**How to complete this task**
Return only how many lines in the data include the string "trunk".

[Start of Attachment]

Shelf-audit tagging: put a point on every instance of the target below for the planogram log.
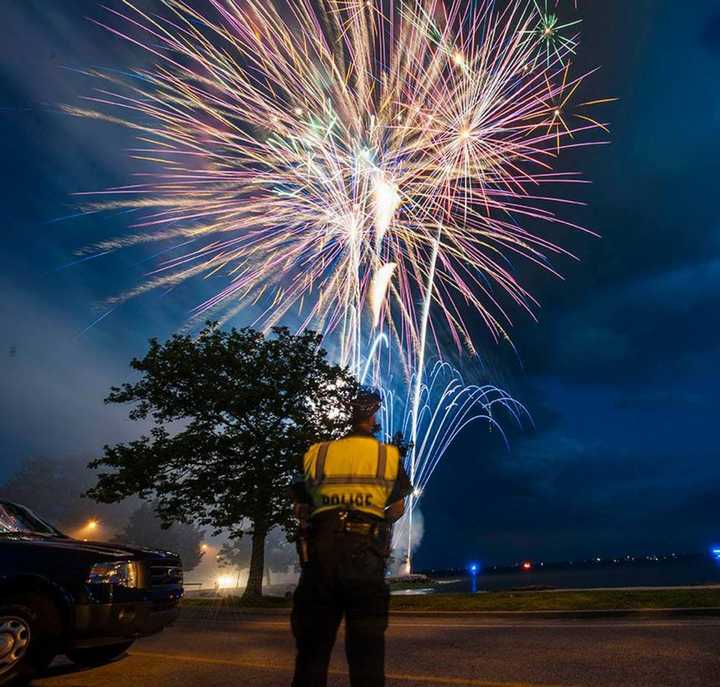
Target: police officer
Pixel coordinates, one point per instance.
(353, 491)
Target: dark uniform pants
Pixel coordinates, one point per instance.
(345, 577)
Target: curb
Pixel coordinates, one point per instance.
(231, 614)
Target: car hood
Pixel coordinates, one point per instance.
(109, 550)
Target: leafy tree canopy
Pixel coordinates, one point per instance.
(233, 412)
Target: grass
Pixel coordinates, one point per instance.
(516, 601)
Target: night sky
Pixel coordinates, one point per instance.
(620, 373)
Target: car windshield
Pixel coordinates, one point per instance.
(16, 519)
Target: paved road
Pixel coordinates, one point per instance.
(427, 652)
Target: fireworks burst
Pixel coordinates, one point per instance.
(369, 168)
(323, 155)
(549, 34)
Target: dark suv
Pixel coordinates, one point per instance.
(85, 599)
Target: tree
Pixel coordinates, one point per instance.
(233, 413)
(144, 528)
(53, 488)
(280, 553)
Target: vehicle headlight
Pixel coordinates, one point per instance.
(122, 574)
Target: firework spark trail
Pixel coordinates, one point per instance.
(305, 149)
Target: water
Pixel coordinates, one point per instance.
(700, 570)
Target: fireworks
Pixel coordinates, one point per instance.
(302, 148)
(372, 169)
(549, 33)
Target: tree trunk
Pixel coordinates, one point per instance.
(257, 563)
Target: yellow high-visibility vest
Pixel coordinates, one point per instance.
(355, 473)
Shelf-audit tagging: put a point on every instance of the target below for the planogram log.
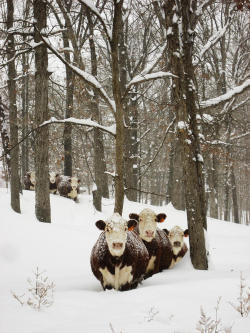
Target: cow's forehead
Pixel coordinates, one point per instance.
(176, 230)
(116, 222)
(147, 212)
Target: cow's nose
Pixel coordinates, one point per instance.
(117, 245)
(149, 233)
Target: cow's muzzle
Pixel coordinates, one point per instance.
(149, 233)
(117, 246)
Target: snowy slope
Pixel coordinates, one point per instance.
(168, 302)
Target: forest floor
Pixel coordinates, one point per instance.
(168, 302)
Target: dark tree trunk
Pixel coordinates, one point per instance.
(14, 153)
(184, 97)
(119, 147)
(4, 136)
(101, 178)
(41, 114)
(67, 134)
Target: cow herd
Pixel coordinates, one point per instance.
(66, 186)
(127, 252)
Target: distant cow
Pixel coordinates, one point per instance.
(29, 180)
(155, 240)
(68, 187)
(176, 236)
(53, 182)
(119, 258)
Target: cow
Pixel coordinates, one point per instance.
(53, 182)
(68, 187)
(29, 180)
(119, 258)
(155, 240)
(176, 236)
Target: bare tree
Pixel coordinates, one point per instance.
(14, 153)
(41, 114)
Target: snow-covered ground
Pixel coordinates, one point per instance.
(168, 302)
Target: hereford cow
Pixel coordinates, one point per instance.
(29, 181)
(53, 182)
(155, 240)
(119, 258)
(68, 187)
(176, 236)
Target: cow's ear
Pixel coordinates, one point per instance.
(134, 216)
(166, 231)
(161, 217)
(132, 224)
(100, 224)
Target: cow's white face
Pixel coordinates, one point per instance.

[End of Attachment]

**Answer box**
2